(Location labeling records)
____________
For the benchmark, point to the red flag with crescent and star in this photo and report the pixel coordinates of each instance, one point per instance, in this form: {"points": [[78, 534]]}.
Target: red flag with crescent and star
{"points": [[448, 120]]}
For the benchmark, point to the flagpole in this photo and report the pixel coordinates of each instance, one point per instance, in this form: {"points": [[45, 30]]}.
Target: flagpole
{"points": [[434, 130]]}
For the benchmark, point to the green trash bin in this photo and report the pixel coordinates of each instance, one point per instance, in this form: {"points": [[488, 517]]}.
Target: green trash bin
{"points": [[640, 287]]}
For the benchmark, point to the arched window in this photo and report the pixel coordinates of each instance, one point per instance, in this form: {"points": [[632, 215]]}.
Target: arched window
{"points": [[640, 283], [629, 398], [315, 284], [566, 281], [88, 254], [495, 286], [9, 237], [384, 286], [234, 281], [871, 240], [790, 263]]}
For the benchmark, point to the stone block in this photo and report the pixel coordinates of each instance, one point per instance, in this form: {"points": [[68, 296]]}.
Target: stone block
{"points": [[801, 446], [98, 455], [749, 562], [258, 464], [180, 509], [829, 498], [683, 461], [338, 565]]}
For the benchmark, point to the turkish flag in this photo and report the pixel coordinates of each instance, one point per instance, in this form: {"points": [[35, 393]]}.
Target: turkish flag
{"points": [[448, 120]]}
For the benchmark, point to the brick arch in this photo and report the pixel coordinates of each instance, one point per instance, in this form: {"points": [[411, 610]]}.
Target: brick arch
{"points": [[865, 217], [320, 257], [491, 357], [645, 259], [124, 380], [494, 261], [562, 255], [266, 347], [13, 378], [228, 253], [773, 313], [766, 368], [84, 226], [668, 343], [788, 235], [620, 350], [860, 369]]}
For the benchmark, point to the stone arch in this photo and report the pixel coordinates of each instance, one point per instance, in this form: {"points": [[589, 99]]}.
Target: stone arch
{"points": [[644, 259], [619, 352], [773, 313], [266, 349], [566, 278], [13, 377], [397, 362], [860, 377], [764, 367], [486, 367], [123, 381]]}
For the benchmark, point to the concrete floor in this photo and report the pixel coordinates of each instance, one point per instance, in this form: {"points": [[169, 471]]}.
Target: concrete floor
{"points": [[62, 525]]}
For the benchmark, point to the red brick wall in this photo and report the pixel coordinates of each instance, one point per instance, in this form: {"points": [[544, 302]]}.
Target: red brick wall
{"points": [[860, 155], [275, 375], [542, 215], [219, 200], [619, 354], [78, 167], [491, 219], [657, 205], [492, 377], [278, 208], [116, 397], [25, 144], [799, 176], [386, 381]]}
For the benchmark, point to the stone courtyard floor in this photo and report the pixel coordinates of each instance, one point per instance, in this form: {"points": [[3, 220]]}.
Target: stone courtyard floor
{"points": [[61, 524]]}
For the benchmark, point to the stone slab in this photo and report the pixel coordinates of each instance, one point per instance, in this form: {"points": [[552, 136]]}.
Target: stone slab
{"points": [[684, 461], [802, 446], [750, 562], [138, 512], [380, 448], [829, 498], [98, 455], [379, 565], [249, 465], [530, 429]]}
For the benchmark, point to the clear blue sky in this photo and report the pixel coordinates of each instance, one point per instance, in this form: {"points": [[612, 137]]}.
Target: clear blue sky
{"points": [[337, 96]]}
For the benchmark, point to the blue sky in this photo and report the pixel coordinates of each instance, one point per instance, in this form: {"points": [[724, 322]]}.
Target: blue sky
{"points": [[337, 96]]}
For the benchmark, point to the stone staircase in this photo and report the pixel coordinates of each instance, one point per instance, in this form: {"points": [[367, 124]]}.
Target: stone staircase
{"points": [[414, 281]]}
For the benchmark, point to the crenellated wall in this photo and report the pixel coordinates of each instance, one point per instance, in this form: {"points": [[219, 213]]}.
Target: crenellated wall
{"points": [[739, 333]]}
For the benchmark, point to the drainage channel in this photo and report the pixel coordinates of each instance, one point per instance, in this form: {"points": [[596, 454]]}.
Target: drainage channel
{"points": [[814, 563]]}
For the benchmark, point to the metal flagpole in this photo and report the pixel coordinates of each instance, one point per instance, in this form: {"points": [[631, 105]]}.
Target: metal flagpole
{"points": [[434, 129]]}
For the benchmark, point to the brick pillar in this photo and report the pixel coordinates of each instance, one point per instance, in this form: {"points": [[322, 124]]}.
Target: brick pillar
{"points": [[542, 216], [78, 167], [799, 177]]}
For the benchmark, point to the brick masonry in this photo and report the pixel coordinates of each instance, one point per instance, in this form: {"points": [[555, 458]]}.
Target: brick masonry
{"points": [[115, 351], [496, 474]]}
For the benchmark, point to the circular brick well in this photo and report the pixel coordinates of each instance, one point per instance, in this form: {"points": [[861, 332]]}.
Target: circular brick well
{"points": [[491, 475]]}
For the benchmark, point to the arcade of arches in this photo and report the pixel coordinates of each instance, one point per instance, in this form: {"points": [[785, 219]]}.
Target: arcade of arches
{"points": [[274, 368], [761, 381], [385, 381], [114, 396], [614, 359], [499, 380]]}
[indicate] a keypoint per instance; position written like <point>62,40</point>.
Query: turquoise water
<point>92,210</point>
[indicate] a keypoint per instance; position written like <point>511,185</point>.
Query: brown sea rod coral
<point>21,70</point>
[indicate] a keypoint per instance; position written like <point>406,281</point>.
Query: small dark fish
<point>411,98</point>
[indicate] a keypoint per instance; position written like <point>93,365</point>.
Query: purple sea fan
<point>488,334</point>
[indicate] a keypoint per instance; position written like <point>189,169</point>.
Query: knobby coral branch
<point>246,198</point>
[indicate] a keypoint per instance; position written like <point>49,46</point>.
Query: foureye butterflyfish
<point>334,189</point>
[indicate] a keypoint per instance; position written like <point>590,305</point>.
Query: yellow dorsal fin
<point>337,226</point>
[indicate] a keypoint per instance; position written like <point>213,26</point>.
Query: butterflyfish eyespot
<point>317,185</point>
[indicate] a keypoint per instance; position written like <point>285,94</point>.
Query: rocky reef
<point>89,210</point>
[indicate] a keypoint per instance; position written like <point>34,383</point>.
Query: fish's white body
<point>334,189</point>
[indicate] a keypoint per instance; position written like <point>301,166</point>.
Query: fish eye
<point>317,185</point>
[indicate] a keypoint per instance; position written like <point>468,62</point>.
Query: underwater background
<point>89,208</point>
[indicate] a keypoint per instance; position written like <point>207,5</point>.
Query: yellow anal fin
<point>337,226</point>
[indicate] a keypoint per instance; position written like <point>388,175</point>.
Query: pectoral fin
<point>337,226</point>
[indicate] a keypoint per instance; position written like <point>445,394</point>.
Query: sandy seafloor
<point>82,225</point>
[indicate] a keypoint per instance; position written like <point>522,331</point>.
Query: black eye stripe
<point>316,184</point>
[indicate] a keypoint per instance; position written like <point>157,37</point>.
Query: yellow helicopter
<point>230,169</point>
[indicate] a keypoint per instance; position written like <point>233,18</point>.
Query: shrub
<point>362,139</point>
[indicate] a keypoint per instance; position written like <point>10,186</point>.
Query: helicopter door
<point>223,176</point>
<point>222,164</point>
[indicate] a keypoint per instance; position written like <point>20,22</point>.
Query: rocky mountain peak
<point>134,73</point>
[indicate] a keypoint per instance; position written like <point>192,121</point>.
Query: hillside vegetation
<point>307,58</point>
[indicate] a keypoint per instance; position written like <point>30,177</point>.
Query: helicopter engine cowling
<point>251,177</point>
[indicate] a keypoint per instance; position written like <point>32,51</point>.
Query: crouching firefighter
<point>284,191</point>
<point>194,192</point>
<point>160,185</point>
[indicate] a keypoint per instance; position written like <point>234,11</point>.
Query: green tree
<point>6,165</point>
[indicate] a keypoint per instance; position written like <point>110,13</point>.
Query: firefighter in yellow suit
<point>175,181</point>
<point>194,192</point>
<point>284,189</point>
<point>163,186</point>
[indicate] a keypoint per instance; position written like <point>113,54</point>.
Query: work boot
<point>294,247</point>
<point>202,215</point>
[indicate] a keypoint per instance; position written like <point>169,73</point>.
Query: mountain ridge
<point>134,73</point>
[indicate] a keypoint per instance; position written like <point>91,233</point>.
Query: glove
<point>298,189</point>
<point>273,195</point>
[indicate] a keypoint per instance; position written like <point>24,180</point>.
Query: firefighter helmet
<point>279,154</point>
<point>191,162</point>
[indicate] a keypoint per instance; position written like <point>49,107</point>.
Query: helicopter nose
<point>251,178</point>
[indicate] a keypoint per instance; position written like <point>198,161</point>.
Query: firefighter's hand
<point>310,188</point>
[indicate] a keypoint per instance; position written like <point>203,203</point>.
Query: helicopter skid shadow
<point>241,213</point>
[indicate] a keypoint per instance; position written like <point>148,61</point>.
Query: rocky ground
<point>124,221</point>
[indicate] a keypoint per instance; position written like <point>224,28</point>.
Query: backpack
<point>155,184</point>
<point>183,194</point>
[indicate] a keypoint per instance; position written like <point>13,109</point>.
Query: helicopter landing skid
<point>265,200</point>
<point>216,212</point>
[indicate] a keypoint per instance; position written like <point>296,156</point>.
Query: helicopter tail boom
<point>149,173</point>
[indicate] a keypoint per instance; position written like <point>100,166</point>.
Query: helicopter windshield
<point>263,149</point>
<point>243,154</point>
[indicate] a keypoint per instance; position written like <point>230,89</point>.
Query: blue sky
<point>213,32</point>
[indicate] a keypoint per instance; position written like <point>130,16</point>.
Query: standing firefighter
____________
→ **To do**
Reproduce the part of the records that opens with the line containing "written like <point>91,233</point>." and closes with the line containing "<point>251,178</point>", requests included. Shift every coordinate in the answers up by 137, and leave the requests and their format samples unchanged.

→ **The response**
[indicate] a keypoint per instance; position written like <point>91,233</point>.
Query: glove
<point>435,326</point>
<point>410,332</point>
[indicate] a keypoint per instance; position written like <point>24,180</point>.
Query: firefighter helmet
<point>416,291</point>
<point>328,299</point>
[indicate] a keypoint per instance; position written like <point>49,107</point>.
Query: helicopter nose
<point>388,315</point>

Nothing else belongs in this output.